-- Start Listed records --
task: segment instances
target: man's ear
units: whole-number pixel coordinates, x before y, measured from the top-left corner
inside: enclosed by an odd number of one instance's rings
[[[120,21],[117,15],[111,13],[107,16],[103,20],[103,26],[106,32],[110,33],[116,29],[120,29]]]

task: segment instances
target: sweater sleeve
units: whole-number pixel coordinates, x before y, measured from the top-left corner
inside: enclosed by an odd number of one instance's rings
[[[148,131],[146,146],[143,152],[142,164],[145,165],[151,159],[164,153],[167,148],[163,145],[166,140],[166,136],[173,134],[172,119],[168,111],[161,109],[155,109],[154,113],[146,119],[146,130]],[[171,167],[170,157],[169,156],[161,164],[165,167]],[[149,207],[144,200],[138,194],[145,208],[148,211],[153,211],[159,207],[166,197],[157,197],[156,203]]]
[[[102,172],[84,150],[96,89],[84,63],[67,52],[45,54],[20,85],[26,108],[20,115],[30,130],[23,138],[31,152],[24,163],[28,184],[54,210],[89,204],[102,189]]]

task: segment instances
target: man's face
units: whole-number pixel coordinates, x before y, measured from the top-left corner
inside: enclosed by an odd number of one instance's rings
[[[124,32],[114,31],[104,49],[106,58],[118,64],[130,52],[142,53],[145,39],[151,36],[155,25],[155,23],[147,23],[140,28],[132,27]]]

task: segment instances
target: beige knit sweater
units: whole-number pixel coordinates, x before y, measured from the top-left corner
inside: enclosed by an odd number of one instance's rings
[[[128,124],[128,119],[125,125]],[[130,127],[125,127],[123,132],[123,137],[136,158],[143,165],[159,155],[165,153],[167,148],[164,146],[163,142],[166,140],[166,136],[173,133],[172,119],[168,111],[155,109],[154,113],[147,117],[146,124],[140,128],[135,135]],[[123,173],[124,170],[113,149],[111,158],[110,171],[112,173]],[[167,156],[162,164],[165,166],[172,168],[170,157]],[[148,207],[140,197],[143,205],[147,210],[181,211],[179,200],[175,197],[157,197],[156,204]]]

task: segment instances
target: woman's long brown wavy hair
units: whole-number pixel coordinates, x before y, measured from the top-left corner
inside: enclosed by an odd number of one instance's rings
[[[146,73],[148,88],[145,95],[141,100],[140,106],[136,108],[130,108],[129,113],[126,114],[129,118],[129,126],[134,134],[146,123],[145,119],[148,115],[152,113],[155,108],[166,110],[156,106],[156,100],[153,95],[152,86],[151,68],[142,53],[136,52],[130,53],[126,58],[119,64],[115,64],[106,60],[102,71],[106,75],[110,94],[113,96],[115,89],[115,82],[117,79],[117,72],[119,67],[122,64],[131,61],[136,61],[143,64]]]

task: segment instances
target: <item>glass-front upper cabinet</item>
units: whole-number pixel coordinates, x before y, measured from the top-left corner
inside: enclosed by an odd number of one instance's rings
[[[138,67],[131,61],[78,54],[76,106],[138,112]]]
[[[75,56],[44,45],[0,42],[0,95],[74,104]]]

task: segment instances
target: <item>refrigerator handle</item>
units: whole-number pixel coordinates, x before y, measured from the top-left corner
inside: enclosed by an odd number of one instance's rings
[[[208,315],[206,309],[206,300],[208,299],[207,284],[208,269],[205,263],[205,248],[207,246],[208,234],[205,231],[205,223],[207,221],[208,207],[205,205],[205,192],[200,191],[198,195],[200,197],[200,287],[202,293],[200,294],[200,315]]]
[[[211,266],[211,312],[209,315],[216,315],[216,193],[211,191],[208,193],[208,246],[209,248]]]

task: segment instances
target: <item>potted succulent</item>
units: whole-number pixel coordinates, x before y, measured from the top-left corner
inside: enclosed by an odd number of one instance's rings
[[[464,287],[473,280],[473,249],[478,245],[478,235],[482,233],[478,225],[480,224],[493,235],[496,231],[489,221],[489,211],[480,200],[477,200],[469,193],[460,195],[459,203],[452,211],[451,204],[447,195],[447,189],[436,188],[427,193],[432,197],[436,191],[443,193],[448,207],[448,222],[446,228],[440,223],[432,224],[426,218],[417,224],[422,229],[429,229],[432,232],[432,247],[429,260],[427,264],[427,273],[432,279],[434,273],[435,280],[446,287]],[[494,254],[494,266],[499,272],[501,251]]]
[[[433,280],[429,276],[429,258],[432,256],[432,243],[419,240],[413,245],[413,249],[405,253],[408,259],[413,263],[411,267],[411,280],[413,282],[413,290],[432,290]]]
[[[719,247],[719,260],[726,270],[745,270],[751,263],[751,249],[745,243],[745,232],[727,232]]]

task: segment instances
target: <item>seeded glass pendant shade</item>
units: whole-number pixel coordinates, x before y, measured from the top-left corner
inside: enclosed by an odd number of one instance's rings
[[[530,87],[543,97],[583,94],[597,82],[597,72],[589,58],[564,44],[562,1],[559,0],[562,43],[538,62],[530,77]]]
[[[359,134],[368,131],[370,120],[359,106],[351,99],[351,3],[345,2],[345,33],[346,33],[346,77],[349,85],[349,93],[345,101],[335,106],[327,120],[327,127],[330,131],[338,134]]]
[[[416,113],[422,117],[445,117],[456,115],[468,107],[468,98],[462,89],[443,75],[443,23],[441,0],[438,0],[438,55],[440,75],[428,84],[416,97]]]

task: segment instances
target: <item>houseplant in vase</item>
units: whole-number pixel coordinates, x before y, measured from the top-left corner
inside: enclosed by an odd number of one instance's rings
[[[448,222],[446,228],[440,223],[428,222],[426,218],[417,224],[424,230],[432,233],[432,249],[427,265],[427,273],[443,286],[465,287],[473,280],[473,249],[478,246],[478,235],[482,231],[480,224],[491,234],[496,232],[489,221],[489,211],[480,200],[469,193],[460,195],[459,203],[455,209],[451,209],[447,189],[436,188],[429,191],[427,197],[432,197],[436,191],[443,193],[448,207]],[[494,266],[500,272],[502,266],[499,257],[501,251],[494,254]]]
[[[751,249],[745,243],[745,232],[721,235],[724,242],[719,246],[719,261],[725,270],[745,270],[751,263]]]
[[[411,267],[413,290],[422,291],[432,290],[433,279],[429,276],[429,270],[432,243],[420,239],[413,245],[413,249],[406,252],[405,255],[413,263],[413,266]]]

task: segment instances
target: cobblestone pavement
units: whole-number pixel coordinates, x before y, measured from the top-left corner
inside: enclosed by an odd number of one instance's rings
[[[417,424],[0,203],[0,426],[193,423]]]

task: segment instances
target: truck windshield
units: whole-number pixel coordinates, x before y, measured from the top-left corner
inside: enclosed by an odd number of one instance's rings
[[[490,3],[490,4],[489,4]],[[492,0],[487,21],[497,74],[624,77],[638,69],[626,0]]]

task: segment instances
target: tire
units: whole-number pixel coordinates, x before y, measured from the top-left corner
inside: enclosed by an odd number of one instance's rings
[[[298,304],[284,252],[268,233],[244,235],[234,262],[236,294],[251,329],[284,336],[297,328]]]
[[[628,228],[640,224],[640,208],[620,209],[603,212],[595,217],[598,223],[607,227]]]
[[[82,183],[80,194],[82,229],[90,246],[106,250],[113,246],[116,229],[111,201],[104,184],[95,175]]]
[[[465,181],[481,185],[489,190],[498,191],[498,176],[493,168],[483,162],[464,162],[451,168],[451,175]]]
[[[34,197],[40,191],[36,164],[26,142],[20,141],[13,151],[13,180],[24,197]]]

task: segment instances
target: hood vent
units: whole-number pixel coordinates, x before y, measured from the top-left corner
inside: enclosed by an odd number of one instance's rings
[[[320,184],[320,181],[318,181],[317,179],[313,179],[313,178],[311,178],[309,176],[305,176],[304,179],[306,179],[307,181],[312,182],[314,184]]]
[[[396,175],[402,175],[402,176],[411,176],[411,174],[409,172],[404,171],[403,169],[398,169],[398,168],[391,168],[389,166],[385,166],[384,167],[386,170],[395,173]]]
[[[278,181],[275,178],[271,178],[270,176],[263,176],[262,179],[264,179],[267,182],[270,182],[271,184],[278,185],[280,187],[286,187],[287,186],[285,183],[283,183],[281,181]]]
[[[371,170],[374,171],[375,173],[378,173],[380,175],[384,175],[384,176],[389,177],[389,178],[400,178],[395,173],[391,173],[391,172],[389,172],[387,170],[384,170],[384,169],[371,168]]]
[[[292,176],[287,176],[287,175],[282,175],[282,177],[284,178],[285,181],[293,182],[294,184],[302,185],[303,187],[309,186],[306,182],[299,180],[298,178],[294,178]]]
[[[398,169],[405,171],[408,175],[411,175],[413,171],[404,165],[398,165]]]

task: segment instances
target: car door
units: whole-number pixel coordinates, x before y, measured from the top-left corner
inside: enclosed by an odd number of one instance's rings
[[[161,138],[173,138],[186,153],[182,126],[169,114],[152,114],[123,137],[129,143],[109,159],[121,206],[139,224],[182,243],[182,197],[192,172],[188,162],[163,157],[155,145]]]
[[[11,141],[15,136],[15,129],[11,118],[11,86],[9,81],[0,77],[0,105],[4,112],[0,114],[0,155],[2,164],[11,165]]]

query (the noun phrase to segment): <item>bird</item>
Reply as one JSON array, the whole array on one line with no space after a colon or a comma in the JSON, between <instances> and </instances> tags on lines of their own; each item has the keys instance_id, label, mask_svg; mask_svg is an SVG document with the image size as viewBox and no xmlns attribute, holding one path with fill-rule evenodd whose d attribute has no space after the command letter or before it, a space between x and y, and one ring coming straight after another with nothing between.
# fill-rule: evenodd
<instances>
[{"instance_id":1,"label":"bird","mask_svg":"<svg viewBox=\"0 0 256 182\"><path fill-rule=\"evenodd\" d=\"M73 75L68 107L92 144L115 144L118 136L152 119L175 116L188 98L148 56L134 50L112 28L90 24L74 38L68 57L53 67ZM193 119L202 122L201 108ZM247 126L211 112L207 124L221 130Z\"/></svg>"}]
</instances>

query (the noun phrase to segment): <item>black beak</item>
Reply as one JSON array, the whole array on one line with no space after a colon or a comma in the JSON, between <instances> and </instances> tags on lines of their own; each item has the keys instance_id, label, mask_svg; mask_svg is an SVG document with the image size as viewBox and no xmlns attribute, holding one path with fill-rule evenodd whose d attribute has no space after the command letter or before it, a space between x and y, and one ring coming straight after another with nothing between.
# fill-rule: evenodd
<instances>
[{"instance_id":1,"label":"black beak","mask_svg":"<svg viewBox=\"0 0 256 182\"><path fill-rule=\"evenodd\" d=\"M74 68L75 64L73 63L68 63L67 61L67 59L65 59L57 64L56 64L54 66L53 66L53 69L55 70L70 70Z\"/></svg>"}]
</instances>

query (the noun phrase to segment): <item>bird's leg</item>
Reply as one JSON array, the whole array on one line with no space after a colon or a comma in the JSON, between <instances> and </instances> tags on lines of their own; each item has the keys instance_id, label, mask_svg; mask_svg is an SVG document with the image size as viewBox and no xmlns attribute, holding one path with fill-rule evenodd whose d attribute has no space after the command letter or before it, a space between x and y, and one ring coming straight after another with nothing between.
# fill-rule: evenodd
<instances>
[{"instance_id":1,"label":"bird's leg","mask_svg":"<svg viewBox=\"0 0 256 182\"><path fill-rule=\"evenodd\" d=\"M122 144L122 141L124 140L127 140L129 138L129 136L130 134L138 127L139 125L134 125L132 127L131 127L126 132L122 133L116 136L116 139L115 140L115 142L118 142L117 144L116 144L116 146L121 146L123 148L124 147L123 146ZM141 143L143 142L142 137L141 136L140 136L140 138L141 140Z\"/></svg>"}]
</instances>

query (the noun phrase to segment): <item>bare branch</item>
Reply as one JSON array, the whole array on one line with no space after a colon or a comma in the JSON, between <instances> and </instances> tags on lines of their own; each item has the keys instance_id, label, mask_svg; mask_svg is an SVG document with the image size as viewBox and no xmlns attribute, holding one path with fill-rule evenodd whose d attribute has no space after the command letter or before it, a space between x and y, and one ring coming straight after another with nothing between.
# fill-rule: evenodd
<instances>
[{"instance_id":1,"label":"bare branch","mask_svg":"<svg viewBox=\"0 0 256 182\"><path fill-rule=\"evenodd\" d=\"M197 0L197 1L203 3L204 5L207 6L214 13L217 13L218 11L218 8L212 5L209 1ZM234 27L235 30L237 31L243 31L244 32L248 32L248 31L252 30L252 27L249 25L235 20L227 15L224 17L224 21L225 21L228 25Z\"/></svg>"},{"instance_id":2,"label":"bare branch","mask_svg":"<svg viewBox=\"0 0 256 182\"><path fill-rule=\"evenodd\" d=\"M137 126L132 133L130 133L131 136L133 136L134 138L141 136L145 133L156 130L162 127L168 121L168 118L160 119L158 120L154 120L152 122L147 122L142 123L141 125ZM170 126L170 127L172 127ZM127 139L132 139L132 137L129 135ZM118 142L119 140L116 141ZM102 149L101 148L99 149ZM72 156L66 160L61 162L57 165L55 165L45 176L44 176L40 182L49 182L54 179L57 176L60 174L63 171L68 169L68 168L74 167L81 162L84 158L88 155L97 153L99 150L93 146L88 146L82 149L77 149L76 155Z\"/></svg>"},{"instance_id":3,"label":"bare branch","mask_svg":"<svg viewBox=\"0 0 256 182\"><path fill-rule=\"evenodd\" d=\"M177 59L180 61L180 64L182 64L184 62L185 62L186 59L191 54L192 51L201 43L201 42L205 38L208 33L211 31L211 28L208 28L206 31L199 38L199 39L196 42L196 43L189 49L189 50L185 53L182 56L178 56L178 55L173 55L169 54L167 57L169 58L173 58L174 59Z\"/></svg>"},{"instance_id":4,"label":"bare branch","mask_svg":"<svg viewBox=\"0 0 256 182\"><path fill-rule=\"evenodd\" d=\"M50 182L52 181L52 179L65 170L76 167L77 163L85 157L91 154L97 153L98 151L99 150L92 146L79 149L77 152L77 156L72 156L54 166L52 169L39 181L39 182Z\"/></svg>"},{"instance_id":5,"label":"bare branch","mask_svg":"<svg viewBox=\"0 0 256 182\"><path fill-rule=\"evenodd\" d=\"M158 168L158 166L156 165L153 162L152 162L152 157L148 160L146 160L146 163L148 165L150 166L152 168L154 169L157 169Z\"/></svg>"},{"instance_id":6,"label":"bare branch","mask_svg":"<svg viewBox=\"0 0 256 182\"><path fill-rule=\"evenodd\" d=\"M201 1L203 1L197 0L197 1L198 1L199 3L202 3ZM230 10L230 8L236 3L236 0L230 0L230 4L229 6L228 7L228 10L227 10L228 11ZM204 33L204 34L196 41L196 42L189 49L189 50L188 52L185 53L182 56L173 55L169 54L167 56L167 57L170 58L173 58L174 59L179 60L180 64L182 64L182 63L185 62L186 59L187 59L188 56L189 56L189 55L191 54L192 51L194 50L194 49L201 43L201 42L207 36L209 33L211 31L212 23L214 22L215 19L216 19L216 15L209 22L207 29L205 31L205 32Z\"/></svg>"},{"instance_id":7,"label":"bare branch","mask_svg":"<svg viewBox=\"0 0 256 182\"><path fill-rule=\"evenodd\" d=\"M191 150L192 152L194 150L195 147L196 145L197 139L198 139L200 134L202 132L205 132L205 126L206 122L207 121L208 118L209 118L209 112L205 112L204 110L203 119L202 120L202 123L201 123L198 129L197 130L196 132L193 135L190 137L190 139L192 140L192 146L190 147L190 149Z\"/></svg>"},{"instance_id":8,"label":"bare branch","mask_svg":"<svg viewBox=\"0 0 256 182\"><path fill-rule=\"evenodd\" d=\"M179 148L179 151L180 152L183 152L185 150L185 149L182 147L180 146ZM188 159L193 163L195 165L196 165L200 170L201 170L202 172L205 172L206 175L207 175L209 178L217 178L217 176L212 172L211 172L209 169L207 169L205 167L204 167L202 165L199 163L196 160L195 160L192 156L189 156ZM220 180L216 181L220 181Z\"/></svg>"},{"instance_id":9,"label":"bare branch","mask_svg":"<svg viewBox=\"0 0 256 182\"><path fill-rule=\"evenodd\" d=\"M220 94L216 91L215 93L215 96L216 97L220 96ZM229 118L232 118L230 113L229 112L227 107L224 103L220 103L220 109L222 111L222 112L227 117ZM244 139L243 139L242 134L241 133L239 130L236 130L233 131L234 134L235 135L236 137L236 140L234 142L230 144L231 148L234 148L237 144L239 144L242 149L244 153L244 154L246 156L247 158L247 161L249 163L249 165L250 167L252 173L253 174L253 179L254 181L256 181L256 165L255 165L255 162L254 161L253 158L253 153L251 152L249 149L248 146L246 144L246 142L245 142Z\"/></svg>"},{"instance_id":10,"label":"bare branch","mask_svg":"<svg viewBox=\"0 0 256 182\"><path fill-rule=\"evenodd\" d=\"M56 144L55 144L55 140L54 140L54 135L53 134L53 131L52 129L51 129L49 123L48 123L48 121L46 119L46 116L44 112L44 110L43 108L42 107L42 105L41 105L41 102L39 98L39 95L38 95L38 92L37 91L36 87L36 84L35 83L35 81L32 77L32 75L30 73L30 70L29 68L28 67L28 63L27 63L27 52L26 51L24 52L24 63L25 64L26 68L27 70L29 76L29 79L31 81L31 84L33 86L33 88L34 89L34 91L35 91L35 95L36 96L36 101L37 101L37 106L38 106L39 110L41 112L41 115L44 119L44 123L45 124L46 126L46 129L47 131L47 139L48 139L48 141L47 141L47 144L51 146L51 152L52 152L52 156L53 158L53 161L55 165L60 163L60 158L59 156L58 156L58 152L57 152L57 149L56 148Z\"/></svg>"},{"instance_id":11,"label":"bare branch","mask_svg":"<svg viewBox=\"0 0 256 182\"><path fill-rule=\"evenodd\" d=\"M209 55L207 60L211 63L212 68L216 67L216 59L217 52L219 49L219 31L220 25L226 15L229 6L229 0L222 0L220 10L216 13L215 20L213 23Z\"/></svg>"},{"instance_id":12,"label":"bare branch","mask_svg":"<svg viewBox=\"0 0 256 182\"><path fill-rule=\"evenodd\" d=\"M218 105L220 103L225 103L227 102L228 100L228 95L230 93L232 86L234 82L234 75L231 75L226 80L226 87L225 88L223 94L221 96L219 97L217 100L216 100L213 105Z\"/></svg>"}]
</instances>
-- End Listed records --
What is asked: Pull out every line of the material above that contains the word "noun", matching case exactly.

Response below:
query (the noun phrase to segment): <item>bird</item>
query (the noun phrase to segment): <item>black beak</item>
query (the noun phrase to segment): <item>bird's leg</item>
query (the noun phrase to segment): <item>bare branch</item>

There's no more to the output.